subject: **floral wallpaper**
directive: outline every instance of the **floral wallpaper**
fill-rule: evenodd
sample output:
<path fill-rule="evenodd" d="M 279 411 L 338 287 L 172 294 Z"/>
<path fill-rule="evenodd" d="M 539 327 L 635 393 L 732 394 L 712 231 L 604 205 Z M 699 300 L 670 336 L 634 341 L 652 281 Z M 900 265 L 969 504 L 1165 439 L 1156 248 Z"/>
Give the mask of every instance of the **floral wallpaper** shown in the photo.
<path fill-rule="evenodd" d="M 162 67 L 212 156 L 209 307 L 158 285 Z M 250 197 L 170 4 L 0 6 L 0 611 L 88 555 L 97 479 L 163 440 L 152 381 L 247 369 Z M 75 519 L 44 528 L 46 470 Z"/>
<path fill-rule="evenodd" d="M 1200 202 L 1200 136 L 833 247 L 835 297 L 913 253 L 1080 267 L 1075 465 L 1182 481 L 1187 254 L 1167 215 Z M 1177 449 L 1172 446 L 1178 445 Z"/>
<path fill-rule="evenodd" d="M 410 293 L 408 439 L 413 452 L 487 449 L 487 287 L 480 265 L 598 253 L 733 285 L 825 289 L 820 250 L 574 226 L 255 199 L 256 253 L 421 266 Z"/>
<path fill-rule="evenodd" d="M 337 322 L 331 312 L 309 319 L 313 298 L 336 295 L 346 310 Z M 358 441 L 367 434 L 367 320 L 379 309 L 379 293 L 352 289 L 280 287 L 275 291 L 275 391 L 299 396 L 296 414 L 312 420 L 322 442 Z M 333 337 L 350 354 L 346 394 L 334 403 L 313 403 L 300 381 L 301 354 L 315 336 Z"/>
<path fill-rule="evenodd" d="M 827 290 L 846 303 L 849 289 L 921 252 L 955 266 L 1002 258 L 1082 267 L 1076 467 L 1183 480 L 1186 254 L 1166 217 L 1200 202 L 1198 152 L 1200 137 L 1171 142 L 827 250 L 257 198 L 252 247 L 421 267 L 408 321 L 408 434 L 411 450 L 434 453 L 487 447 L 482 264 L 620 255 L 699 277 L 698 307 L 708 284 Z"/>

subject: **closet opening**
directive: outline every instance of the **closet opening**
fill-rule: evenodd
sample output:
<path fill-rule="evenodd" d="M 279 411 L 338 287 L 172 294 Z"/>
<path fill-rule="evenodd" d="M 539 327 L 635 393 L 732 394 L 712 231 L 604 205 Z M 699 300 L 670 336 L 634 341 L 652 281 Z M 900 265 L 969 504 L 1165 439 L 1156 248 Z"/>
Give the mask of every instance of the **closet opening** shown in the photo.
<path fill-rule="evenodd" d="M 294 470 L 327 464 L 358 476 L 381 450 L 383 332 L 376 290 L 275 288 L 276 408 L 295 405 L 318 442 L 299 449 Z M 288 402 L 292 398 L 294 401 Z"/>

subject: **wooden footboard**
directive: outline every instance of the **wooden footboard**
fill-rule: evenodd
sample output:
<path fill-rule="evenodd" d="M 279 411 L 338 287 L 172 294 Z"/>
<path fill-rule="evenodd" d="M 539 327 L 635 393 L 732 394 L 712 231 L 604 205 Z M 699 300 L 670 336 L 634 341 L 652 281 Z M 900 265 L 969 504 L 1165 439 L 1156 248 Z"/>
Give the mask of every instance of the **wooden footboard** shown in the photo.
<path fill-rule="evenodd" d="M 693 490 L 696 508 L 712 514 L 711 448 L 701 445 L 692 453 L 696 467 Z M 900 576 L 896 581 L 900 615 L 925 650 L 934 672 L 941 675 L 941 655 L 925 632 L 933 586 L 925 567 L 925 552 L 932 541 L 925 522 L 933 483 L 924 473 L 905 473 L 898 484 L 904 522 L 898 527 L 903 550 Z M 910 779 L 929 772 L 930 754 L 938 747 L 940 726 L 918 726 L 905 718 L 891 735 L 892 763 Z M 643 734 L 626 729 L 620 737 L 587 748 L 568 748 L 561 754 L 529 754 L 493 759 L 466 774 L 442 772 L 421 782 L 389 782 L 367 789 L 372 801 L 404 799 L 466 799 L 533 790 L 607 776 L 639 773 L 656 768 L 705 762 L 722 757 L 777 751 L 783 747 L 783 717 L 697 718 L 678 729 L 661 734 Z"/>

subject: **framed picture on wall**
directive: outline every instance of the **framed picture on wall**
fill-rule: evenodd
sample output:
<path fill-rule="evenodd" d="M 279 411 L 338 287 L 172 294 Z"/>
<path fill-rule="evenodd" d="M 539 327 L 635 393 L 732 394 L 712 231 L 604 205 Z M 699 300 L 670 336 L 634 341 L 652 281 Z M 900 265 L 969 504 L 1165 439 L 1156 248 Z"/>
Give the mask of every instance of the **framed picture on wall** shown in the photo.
____
Transcribe the listing. Every line must match exactly.

subject: **floral wallpaper**
directive: outline every instance of the **floral wallpaper**
fill-rule: evenodd
sample output:
<path fill-rule="evenodd" d="M 279 411 L 338 287 L 172 294 Z"/>
<path fill-rule="evenodd" d="M 539 327 L 635 393 L 732 394 L 712 231 L 604 205 Z M 699 300 L 670 336 L 634 341 L 652 281 Z M 900 265 L 969 504 L 1165 439 L 1156 248 Z"/>
Give the mask of every instance of the **floral wallpaper** shown in the photo.
<path fill-rule="evenodd" d="M 162 67 L 212 156 L 209 307 L 158 285 Z M 250 197 L 170 4 L 0 6 L 0 611 L 88 555 L 97 479 L 163 440 L 152 381 L 247 369 Z M 75 519 L 44 528 L 46 470 Z"/>
<path fill-rule="evenodd" d="M 1200 202 L 1200 136 L 833 247 L 835 297 L 913 253 L 1080 267 L 1075 465 L 1182 481 L 1187 254 L 1167 215 Z M 1177 449 L 1172 446 L 1178 445 Z"/>
<path fill-rule="evenodd" d="M 410 293 L 408 439 L 413 452 L 487 449 L 487 287 L 480 265 L 598 253 L 733 285 L 825 289 L 820 250 L 574 226 L 255 199 L 256 253 L 421 266 Z"/>
<path fill-rule="evenodd" d="M 337 322 L 331 312 L 309 319 L 313 298 L 336 295 L 346 310 Z M 358 441 L 367 434 L 367 320 L 379 309 L 379 293 L 352 289 L 280 287 L 275 291 L 275 391 L 299 396 L 296 414 L 312 420 L 322 442 Z M 333 337 L 350 354 L 346 394 L 334 403 L 313 403 L 300 381 L 301 354 L 315 336 Z"/>
<path fill-rule="evenodd" d="M 827 290 L 846 303 L 849 289 L 921 252 L 955 266 L 1002 258 L 1082 267 L 1076 467 L 1183 480 L 1186 254 L 1166 217 L 1200 202 L 1198 152 L 1200 137 L 1171 142 L 827 250 L 257 198 L 252 247 L 421 267 L 408 321 L 408 434 L 411 450 L 434 453 L 487 447 L 482 264 L 620 255 L 699 277 L 698 307 L 708 284 Z"/>

subject: **closet opening**
directive: outline every instance of the **closet opening**
fill-rule: evenodd
sample output:
<path fill-rule="evenodd" d="M 279 411 L 338 287 L 172 294 Z"/>
<path fill-rule="evenodd" d="M 539 327 L 635 393 L 732 394 L 712 231 L 604 205 Z M 699 300 L 670 336 L 634 341 L 652 281 Z M 900 265 L 969 504 L 1165 439 L 1156 248 Z"/>
Give the mask of every instance of the **closet opening** shown in the photo.
<path fill-rule="evenodd" d="M 294 470 L 327 464 L 358 476 L 381 450 L 383 332 L 376 290 L 275 288 L 276 408 L 295 405 L 318 442 L 299 449 Z M 288 402 L 292 398 L 294 401 Z"/>

subject: **wooden footboard**
directive: outline every instance of the **wooden footboard**
fill-rule: evenodd
sample output:
<path fill-rule="evenodd" d="M 279 411 L 338 287 L 172 294 Z"/>
<path fill-rule="evenodd" d="M 539 327 L 635 393 L 732 394 L 712 231 L 604 205 Z M 699 300 L 670 336 L 634 341 L 652 281 Z M 900 265 L 969 504 L 1165 439 L 1156 248 Z"/>
Give the mask of every instance of the **wooden footboard** shown in the photo.
<path fill-rule="evenodd" d="M 693 490 L 696 508 L 712 514 L 711 448 L 701 445 L 692 453 L 696 467 Z M 900 576 L 896 581 L 900 615 L 925 650 L 934 672 L 941 675 L 941 655 L 925 632 L 933 586 L 925 567 L 925 552 L 932 541 L 925 522 L 933 483 L 924 473 L 905 473 L 898 484 L 904 522 L 898 527 L 903 550 Z M 910 779 L 929 772 L 930 754 L 938 747 L 940 726 L 918 726 L 905 718 L 891 735 L 892 763 Z M 643 734 L 626 729 L 620 737 L 587 748 L 568 748 L 561 754 L 529 754 L 493 759 L 466 774 L 442 772 L 421 782 L 389 782 L 367 789 L 372 801 L 404 799 L 466 799 L 533 790 L 607 776 L 639 773 L 656 768 L 705 762 L 722 757 L 777 751 L 783 747 L 783 717 L 697 718 L 678 729 L 661 734 Z"/>

subject: **framed picture on wall**
directive: outline every instance of the **framed picture on wall**
fill-rule: evenodd
sample output:
<path fill-rule="evenodd" d="M 279 411 L 338 287 L 172 294 Z"/>
<path fill-rule="evenodd" d="M 539 327 L 635 393 L 732 394 L 712 231 L 604 205 Z M 699 300 L 670 336 L 634 341 L 652 281 Z M 900 265 L 969 504 L 1165 439 L 1156 248 Z"/>
Give the mask of every instance of the **framed picture on wall** shown in the photo.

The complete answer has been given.